BEGIN Data section
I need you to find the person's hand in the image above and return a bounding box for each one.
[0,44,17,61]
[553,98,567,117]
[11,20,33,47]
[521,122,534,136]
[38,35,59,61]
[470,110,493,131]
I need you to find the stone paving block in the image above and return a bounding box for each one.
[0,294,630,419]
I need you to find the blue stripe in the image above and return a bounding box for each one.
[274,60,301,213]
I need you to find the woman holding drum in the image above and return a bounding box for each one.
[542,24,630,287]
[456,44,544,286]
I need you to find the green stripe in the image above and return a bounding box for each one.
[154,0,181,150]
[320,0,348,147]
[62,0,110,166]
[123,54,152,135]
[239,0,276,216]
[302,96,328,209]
END Data section
BEGIN Data section
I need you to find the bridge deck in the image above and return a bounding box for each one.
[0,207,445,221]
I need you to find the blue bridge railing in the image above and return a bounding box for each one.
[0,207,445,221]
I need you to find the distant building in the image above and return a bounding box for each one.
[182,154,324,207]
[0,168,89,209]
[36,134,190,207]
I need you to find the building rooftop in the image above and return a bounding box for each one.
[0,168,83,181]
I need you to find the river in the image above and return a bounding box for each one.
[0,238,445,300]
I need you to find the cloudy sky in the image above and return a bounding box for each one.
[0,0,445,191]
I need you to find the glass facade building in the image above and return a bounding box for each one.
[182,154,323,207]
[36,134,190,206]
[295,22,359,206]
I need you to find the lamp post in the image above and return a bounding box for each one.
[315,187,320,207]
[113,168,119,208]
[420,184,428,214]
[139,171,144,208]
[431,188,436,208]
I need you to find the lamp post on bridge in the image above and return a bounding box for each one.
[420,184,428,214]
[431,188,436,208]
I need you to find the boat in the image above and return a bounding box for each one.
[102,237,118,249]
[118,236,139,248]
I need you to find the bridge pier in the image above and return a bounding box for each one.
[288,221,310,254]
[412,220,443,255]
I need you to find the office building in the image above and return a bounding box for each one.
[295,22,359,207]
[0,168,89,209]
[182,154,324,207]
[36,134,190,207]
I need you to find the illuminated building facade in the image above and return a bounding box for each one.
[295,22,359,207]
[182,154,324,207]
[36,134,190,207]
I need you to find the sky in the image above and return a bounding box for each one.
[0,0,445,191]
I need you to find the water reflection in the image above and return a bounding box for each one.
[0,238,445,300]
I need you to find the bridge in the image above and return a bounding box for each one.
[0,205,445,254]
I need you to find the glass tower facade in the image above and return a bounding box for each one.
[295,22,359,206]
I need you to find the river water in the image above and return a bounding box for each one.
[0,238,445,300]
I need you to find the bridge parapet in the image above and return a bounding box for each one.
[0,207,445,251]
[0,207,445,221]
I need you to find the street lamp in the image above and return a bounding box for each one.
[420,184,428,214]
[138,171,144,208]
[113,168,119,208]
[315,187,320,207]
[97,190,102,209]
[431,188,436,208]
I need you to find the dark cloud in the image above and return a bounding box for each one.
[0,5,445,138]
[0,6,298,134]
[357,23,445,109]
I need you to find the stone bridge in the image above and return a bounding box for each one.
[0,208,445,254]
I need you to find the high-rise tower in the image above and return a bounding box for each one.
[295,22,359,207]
END Data section
### Exercise requirements
Copy out the data word for word, beginning at the line that contains "I need you to find the lamp post on" and stopping after the line that contains "[0,205,445,254]".

### Task output
I need you to find the lamp post on bridge in the image above and return a bounding box for each one.
[420,184,428,214]
[431,188,436,208]
I need you to find the boat in the image above and return a bounding box for each one.
[102,237,118,249]
[118,236,139,248]
I need you to find the bridge pier in the image above and return a bounding box for each one.
[288,221,310,254]
[412,220,443,255]
I need you to find the office building in the image above and return a bounding box for each one.
[295,22,359,207]
[0,168,89,209]
[182,154,324,207]
[36,134,190,207]
I need you to find the illuminated building facade in the image above and return a bounding box for each one.
[295,22,359,207]
[182,154,324,207]
[36,134,190,207]
I need you to find the sky in the image above and return a bounding box for each one.
[0,0,445,191]
I need you to find the water reflection in the image above and return a bounding box for each one.
[0,238,445,300]
I need you to find the bridge in the image above and return a bounding box for each one.
[0,205,445,254]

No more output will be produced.